| Objective |
Please pick out and copy every line in the records below that contains the word "tree".

[Excerpts from a point labeling dataset]
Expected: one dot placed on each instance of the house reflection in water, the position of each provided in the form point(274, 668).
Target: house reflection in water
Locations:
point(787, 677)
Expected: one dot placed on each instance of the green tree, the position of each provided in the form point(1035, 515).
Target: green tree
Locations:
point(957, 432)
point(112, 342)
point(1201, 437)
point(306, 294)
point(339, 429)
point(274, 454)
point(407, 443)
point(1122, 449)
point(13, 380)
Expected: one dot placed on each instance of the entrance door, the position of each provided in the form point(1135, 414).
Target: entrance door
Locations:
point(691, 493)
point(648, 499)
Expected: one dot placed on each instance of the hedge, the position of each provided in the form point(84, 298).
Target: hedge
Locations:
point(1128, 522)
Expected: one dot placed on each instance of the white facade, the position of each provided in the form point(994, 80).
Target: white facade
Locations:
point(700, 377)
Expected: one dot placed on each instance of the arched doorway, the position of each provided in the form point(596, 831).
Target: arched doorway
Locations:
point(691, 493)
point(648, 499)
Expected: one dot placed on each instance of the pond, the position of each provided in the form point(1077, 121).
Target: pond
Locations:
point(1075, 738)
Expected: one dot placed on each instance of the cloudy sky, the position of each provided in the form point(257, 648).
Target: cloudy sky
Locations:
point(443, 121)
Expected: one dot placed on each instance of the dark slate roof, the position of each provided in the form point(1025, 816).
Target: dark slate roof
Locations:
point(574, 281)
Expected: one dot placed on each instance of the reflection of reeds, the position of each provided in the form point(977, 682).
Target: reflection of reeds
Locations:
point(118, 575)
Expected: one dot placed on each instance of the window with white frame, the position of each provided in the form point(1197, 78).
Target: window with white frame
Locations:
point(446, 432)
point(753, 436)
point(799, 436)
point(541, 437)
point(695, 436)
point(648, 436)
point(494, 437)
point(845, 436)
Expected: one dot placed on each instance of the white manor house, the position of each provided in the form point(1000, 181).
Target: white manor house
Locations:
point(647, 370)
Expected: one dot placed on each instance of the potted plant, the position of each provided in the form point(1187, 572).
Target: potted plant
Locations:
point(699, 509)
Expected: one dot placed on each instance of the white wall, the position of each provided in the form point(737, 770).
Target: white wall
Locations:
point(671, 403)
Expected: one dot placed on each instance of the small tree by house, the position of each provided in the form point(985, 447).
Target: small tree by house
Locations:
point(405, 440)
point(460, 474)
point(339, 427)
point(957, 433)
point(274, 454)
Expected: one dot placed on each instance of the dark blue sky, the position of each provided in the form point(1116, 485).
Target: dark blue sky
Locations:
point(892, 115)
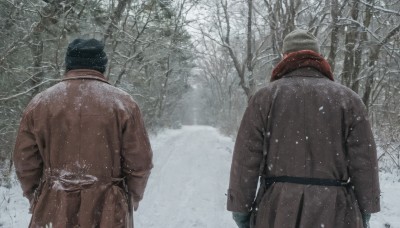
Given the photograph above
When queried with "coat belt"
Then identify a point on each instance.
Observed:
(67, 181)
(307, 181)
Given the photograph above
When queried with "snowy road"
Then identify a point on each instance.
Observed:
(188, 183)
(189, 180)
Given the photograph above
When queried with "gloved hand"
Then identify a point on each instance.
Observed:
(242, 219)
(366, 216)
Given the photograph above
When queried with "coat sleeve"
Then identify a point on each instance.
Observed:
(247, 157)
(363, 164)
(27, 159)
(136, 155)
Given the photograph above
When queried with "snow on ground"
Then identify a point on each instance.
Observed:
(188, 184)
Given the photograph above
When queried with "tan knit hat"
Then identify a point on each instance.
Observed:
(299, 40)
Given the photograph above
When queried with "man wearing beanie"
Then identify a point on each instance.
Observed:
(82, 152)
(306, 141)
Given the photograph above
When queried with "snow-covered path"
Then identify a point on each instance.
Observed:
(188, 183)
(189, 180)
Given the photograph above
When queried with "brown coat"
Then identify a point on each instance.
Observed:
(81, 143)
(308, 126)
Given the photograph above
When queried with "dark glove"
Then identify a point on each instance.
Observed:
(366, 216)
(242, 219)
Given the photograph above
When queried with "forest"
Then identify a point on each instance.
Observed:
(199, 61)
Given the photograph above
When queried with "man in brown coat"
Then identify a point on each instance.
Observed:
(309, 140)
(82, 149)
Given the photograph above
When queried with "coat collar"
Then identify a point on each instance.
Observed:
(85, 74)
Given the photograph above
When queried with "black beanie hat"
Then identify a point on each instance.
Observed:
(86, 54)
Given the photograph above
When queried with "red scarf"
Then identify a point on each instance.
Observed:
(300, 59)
---
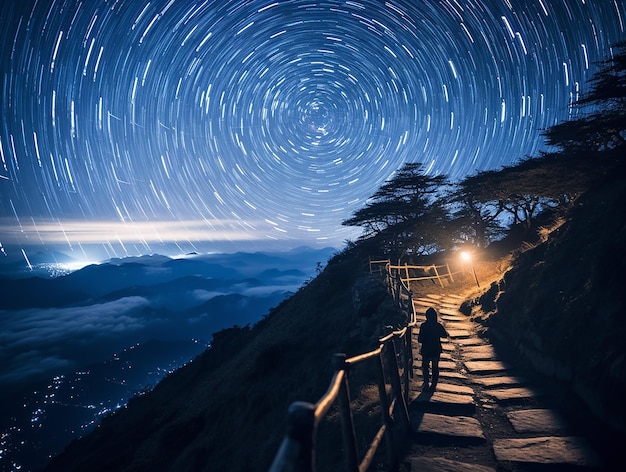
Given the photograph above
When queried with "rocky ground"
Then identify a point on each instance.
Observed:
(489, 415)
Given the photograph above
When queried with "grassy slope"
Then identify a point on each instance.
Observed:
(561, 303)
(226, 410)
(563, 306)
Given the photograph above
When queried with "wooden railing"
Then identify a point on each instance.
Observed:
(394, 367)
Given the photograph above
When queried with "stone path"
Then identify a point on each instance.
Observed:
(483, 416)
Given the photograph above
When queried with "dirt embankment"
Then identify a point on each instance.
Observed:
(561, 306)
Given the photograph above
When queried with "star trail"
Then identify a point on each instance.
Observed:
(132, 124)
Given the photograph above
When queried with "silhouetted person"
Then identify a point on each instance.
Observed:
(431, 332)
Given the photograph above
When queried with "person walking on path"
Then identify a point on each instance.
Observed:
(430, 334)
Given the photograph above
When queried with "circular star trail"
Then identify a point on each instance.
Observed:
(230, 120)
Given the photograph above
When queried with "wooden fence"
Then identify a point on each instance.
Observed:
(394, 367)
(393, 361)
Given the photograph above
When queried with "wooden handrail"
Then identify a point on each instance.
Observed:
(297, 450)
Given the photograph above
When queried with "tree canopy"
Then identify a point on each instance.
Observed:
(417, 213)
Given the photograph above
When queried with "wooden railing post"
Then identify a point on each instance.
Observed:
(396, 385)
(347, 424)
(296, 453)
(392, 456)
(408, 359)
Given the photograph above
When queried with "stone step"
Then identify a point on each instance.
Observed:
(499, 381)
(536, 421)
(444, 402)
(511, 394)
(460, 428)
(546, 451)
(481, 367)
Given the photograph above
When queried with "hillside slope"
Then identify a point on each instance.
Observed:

| The solution |
Expected: one dot placed on each instance of the green tree, the position of each provided in the form point(1035, 515).
Target: green tree
Expected: one dot placed on each instance of the small tree by house, the position of each provided in the form point(985, 447).
Target: small tree by house
When queried with "tree canopy"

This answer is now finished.